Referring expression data

---+---

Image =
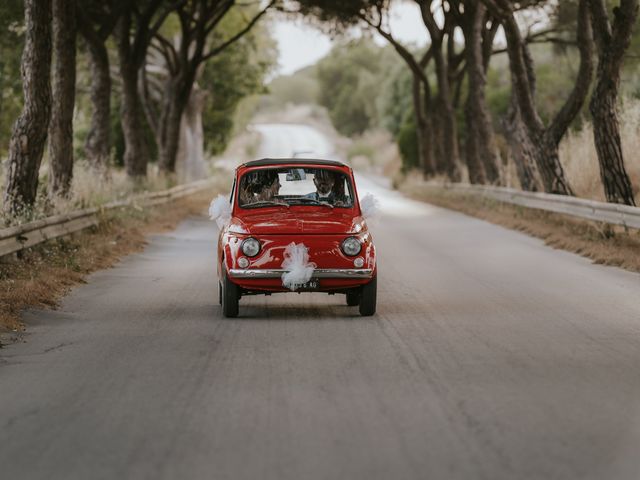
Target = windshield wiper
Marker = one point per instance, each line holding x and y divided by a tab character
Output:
266	202
314	201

---+---

* INSTRUCTIONS FOR THE TASK
Set down, exactly and in full, the lines from the one containing "Marker = one" through the end of the entries; no other line belongs.

* ANSWER TO THE PROBLEM
Marker = one point per instance, each line holding x and y divided by a tab character
Output:
266	202
314	201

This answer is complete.